» **TEXTE À LIRE**:
################
Il était temps de s’interroger sur la manière de mesurer la performance des comptes Instagram, autrement qu’en récompensant le plus grand nombre de fans. Zoom sur la méthodologie « version bêta » qui inaugure cette étude, comprenant une cartographie collaborative, un classement quanti et quali, et ouvre une enquête croisant les objectifs de communication avec les usages citoyens.
Vous le savez, en matière de médias sociaux, tout évolue plus rapidement qu’ailleurs : en 2015, Instagram a dépassé Twitter en nombre d’utilisateurs et s’est imposé dans le panorama des réseaux incontournables pour les marques comme les institutions. D’à peine quelques dizaines, lors d’une première étude publiée sur ce blog en octobre dernier, les collectivités locales françaises sont désormais plus d’une centaine à s’être déployées sur Instagram, en ce 2e trimestre 2016. Cet article s’intéresse donc à détailler la méthodologie de calcul de la performance proposée ici, avec des critères spécifiques au champ des collectivités, mais dont l’esprit peut facilement être décliné à d’autres secteurs.
Si vous souhaitez “zapper” l’explication méthodologique, vous pouvez accéder directement aux nouveaux « TOP 100 Instagram et collectivités locales » et retrouver le résultat des 3 principaux volets de l’étude ici :
Retrouvez tous les résultats et données dans le tableau interactif du classement QUALI.
################
» **DONNÉES FOURNIES**:
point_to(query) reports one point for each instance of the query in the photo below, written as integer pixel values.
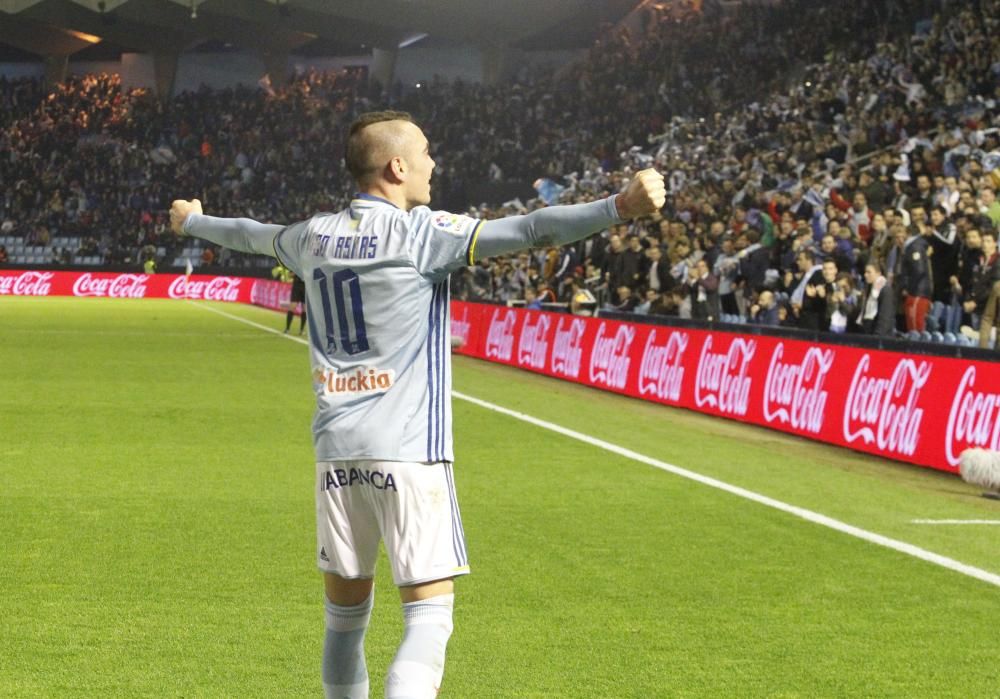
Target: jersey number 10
(344, 283)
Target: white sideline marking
(800, 512)
(955, 521)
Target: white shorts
(411, 506)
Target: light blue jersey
(379, 326)
(377, 302)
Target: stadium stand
(857, 132)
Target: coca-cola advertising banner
(199, 287)
(921, 409)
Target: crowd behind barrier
(922, 409)
(831, 166)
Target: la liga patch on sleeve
(455, 224)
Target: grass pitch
(156, 535)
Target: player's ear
(397, 169)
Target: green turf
(156, 535)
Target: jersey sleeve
(440, 242)
(290, 245)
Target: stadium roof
(63, 27)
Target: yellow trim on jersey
(274, 246)
(471, 255)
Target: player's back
(377, 302)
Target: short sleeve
(290, 245)
(440, 242)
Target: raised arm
(558, 225)
(242, 234)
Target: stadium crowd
(844, 184)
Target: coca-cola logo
(567, 348)
(793, 393)
(609, 358)
(974, 420)
(27, 284)
(460, 326)
(661, 372)
(723, 380)
(885, 410)
(214, 289)
(122, 286)
(500, 338)
(533, 345)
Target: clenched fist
(179, 211)
(645, 195)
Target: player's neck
(393, 195)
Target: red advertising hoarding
(921, 409)
(200, 287)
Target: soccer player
(376, 279)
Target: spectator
(657, 275)
(703, 290)
(807, 304)
(877, 313)
(915, 278)
(766, 310)
(989, 330)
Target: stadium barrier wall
(200, 287)
(918, 409)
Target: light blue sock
(418, 667)
(345, 675)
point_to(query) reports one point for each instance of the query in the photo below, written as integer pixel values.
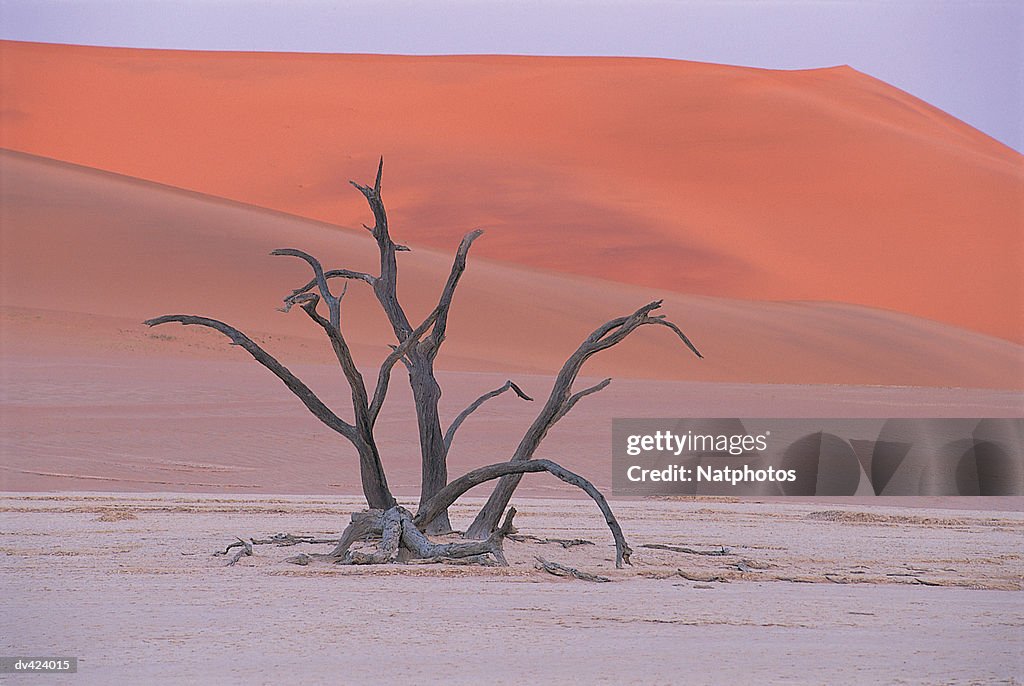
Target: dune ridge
(88, 255)
(821, 184)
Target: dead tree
(417, 348)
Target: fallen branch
(709, 579)
(562, 570)
(245, 551)
(688, 551)
(564, 543)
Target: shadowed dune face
(683, 177)
(86, 256)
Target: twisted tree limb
(561, 400)
(473, 406)
(371, 471)
(294, 384)
(452, 492)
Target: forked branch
(450, 494)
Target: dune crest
(821, 184)
(88, 255)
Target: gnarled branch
(450, 494)
(308, 398)
(436, 337)
(562, 399)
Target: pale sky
(966, 56)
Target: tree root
(401, 541)
(562, 570)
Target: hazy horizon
(966, 58)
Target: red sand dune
(823, 184)
(87, 255)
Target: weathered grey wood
(294, 384)
(361, 525)
(562, 399)
(401, 536)
(417, 348)
(561, 570)
(473, 406)
(454, 490)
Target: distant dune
(87, 255)
(742, 183)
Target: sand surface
(138, 422)
(87, 256)
(823, 184)
(828, 595)
(835, 247)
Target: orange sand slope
(85, 256)
(823, 184)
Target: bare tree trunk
(454, 490)
(433, 465)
################
» **CONSIGNE**: Recopiez, s'il vous plaît, le passage du texte sur la performance des comptes Instagram qui va de « Si vous souhaitez » jusqu'à « du classement QUALI. ».

» **CORRIGÉ**:
Si vous souhaitez “zapper” l’explication méthodologique, vous pouvez accéder directement aux nouveaux « TOP 100 Instagram et collectivités locales » et retrouver le résultat des 3 principaux volets de l’étude ici :
Retrouvez tous les résultats et données dans le tableau interactif du classement QUALI.